Segment Open

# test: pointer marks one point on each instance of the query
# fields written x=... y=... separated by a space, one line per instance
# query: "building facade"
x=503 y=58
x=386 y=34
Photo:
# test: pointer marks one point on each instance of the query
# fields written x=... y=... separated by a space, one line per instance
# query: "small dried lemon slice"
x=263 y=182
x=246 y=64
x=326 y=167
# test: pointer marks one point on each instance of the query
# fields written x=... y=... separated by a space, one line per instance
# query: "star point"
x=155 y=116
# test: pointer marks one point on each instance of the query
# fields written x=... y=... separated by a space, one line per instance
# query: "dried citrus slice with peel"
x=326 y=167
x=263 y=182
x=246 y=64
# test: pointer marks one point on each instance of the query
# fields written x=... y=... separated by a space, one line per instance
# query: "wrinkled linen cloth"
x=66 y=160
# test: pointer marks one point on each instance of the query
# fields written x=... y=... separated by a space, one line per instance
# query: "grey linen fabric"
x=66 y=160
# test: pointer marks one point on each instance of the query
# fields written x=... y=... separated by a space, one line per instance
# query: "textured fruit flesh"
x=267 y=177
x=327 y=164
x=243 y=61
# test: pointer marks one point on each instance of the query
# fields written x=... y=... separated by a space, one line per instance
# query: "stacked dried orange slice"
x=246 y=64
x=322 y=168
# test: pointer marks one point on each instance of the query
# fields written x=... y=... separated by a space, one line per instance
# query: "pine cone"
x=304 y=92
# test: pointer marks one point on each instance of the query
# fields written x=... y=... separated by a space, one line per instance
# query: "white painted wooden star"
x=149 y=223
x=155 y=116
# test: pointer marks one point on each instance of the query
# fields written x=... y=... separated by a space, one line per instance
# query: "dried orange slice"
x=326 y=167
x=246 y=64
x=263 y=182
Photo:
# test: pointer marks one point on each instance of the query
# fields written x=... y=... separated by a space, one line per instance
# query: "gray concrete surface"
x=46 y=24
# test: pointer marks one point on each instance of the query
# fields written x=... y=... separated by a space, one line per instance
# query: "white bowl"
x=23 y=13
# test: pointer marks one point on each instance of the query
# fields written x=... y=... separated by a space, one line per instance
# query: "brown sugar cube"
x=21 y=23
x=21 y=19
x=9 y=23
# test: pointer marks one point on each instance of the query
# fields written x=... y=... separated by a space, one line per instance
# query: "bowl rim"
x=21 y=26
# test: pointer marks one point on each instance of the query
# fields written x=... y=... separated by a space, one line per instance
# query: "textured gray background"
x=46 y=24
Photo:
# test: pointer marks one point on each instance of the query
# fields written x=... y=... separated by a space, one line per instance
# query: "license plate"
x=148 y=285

Segment Closed

### EXERCISE BRIEF:
Please return the records above in their exact form.

### ANSWER TO THE PROBLEM:
# test: pointer marks one point on each instance of the query
# fields written x=... y=... separated by a space, one line per instance
# query: "building facade"
x=503 y=58
x=386 y=34
Photo:
# test: pointer marks one point on each instance of the query
# fields written x=... y=... separated by a space, one line per instance
# query: "small dried lemon slice"
x=263 y=182
x=246 y=64
x=326 y=167
# test: pointer marks one point on each instance of the query
# fields written x=... y=... separated by a space, one line per instance
# query: "star point"
x=155 y=116
# test: pointer marks one point on each instance of the query
# fields written x=... y=... separated by a space, one line per instance
# query: "dried citrus slice with peel"
x=326 y=167
x=263 y=182
x=246 y=64
# test: pointer marks one point on each instance of the query
# fields written x=... y=... separated by a space, one line per instance
# query: "wrinkled linen cloth"
x=66 y=160
# test: pointer marks one point on each instance of the query
# fields written x=... y=... separated by a space, one line per instance
# query: "grey linen fabric"
x=66 y=160
# test: pointer marks one point on each instance of the query
# fields written x=... y=... separated by a space, one line per instance
# query: "textured fruit flesh"
x=267 y=177
x=327 y=164
x=243 y=61
# test: pointer marks one point on each instance of the query
# fields written x=... y=... separated by a space, one line per instance
# query: "stacked dried orange slice"
x=246 y=64
x=322 y=168
# test: pointer marks one point on each instance of the query
# fields written x=... y=... separated by a space, one line per instance
# query: "pine cone"
x=304 y=92
# test: pointer marks one point on each instance of the query
# fields written x=... y=... separated by a space, one line per instance
# query: "white painted wooden star"
x=149 y=223
x=155 y=116
# test: pointer marks one point on each instance of the query
# fields written x=... y=... separated by a space, one line per instance
# query: "dried orange slice"
x=326 y=167
x=246 y=64
x=263 y=182
Photo:
# test: pointer marks one point on each instance of the query
# fields written x=... y=... separated by a space, one line per instance
# query: "gray concrete surface"
x=46 y=24
# test: pointer marks one point on each instance of the query
# fields written x=... y=... separated by a space, one line per instance
# query: "white bowl"
x=23 y=13
# test: pointer marks one point on each instance of the query
# fields written x=... y=... separated by a space, one line per instance
# query: "brown sugar cube"
x=21 y=23
x=21 y=19
x=9 y=23
# test: pointer marks one point on each instance of the query
# fields written x=... y=... separated by a space, one line per instance
# query: "bowl rim"
x=21 y=26
# test: pointer marks one point on each instance of the query
# fields written x=... y=... separated by a space, one line per instance
# query: "textured gray background"
x=46 y=24
Photo:
# test: pointer marks one point on each instance of the query
# fields written x=... y=... separated by a space, one line per instance
# query: "license plate"
x=148 y=285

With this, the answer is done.